◆ Task description
The line containing "Task: tag one point per instance of the background" marks where to begin. Write out that line and every line after it exactly, through the last line below.

=== Section Start ===

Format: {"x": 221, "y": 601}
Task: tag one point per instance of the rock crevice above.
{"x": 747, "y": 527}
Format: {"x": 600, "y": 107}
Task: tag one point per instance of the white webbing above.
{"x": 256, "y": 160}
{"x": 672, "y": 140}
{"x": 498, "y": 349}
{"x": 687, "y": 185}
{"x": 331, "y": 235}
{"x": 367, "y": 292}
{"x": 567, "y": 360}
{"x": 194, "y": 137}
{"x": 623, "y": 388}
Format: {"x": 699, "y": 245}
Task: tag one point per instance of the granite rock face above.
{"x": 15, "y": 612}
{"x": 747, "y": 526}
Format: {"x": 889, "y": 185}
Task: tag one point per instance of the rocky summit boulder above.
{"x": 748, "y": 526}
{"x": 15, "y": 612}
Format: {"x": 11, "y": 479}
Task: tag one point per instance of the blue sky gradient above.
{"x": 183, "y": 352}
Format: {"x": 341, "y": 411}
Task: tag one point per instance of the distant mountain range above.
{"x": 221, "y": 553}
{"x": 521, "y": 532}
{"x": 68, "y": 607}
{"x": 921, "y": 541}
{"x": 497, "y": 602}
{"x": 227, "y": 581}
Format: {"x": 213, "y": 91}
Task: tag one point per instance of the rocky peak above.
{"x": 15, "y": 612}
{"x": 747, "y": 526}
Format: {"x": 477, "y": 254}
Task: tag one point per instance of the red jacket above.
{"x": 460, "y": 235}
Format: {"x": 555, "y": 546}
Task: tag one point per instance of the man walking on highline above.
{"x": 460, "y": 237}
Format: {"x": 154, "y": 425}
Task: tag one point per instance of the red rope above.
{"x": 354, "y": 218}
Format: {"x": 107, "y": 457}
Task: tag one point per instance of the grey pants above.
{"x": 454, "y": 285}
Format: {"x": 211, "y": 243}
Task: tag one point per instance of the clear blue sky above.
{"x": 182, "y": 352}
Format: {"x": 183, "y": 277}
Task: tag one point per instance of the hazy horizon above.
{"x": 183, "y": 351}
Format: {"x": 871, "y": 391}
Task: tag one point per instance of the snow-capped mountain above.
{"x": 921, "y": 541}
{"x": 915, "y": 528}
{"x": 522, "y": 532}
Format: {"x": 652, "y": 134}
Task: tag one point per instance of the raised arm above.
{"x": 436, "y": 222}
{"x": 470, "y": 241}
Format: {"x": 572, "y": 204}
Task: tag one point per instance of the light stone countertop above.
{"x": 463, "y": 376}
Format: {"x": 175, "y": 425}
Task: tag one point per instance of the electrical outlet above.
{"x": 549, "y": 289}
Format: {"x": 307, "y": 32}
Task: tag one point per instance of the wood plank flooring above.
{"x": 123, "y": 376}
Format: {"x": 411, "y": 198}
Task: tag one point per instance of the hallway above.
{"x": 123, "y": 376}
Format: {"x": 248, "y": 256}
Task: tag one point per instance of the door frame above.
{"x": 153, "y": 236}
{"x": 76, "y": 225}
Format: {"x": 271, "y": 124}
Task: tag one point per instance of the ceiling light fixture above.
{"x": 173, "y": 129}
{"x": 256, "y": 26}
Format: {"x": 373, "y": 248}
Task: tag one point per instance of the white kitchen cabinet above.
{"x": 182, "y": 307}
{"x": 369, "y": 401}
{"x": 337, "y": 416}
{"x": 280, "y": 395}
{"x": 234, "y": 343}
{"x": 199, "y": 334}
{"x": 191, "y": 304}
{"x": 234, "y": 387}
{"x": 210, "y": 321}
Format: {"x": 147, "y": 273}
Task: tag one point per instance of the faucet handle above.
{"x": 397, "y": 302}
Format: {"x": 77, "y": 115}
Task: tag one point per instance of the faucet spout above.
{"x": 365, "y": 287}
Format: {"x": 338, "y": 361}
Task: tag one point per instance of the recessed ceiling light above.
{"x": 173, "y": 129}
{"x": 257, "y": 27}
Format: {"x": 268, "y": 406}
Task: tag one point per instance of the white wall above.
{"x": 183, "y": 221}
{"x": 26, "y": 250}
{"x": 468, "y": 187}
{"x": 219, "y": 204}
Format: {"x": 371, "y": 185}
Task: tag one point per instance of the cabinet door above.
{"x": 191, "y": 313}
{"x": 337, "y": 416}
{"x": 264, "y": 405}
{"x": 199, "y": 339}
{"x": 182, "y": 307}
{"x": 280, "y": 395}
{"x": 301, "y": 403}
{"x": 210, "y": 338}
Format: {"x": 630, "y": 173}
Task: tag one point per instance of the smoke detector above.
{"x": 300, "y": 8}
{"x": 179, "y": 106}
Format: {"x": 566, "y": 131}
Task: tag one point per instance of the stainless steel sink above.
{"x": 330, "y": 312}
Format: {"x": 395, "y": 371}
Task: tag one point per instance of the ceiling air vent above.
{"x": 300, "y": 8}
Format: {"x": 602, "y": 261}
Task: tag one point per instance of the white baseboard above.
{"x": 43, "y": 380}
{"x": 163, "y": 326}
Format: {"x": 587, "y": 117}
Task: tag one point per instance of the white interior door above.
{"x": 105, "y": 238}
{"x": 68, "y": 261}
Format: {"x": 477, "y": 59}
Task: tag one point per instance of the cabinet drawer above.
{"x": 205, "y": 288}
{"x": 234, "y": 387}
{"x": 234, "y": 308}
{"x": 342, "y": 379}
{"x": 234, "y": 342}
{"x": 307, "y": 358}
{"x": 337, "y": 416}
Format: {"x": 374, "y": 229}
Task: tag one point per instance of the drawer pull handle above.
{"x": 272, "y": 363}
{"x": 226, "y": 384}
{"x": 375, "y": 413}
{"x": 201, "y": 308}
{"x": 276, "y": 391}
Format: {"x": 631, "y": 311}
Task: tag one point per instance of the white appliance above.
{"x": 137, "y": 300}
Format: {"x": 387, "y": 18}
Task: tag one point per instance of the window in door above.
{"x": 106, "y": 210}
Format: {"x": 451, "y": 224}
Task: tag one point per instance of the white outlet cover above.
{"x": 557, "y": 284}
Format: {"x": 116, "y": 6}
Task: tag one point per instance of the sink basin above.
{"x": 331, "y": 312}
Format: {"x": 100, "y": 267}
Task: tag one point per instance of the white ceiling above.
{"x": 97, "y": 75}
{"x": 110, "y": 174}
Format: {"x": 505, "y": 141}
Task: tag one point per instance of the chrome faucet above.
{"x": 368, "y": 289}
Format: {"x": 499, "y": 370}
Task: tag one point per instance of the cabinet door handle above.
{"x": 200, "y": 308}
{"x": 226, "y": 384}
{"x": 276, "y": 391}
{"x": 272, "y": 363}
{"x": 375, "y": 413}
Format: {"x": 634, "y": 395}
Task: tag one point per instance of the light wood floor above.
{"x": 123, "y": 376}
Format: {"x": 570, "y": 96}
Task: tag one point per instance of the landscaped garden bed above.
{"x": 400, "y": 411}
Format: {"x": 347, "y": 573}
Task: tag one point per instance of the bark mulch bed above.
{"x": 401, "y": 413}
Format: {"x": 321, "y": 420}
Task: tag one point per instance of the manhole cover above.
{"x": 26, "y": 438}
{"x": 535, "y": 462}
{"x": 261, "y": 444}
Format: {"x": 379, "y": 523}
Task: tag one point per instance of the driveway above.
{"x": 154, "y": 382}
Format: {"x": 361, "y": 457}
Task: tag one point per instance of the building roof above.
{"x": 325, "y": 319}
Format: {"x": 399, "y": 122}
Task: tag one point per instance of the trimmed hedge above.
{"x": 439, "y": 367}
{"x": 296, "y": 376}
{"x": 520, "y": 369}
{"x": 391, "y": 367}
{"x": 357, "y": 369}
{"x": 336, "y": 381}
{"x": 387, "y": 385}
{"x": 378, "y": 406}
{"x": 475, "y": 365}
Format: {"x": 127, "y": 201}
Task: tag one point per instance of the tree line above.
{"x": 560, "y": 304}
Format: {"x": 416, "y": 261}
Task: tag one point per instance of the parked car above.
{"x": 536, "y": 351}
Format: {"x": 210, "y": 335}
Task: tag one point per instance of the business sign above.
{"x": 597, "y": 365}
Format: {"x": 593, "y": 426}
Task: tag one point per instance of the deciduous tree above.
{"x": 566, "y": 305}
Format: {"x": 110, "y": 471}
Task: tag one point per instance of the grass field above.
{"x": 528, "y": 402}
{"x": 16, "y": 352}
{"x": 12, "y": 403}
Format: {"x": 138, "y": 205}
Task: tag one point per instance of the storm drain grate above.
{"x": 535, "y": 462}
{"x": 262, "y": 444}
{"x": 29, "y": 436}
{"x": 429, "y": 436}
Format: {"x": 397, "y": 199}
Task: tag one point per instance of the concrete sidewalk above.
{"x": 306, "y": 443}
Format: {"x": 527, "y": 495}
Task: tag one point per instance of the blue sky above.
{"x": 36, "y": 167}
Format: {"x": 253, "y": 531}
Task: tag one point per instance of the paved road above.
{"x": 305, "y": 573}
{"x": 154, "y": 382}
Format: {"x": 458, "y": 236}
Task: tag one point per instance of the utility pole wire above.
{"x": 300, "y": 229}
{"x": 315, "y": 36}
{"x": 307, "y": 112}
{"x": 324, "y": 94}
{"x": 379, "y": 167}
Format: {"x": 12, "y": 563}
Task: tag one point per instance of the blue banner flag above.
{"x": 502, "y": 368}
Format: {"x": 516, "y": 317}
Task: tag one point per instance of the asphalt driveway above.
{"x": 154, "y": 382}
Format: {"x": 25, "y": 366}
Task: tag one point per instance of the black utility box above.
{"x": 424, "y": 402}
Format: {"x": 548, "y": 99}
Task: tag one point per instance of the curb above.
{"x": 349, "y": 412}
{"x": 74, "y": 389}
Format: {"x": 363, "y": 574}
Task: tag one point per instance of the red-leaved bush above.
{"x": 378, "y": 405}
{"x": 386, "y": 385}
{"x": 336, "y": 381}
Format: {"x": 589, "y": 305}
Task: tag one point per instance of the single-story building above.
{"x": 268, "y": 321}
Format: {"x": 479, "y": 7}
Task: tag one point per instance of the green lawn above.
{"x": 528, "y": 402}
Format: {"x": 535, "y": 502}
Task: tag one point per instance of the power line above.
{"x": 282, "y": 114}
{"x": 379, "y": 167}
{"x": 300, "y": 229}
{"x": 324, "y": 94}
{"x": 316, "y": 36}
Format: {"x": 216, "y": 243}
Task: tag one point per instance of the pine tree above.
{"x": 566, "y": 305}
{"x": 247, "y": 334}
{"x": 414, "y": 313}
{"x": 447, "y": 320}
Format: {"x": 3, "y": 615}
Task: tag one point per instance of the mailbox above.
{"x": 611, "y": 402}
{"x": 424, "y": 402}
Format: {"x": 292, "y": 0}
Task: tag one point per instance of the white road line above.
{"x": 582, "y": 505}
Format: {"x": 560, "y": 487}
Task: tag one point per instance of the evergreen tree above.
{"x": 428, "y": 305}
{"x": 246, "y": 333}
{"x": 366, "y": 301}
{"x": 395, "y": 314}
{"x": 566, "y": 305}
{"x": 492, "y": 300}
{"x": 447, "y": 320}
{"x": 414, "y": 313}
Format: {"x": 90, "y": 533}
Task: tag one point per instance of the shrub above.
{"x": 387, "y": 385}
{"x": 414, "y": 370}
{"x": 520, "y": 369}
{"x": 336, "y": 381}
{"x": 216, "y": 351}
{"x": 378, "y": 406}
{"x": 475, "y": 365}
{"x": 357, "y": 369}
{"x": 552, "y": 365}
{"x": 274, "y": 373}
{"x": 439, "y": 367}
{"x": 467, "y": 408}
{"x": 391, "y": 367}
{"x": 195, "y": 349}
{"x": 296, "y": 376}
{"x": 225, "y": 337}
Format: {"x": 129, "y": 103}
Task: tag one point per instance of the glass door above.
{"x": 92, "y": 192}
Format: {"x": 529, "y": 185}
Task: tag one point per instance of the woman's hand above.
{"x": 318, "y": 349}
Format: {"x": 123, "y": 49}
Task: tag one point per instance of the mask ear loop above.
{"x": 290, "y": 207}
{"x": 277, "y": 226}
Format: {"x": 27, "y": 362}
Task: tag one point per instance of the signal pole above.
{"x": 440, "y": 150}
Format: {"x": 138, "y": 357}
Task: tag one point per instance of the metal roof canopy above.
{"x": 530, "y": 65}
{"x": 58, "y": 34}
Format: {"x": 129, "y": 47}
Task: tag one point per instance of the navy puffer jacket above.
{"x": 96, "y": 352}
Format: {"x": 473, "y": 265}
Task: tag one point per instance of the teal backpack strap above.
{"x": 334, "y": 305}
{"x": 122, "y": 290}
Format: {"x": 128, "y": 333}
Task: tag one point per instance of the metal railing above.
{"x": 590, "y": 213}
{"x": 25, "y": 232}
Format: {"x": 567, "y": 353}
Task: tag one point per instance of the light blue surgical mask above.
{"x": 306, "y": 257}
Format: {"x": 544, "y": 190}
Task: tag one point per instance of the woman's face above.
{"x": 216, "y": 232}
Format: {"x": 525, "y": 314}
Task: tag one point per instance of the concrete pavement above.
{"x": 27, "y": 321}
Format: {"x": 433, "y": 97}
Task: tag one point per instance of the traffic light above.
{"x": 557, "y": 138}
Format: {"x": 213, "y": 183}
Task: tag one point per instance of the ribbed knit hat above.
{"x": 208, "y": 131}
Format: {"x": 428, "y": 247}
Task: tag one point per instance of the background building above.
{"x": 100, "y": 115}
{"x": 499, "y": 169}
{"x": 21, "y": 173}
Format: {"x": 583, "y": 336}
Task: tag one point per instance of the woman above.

=== Section End ===

◆ The answer
Task: tag one point per instance of the background building above.
{"x": 100, "y": 115}
{"x": 499, "y": 169}
{"x": 21, "y": 173}
Format: {"x": 583, "y": 336}
Task: tag one point per instance of the woman above.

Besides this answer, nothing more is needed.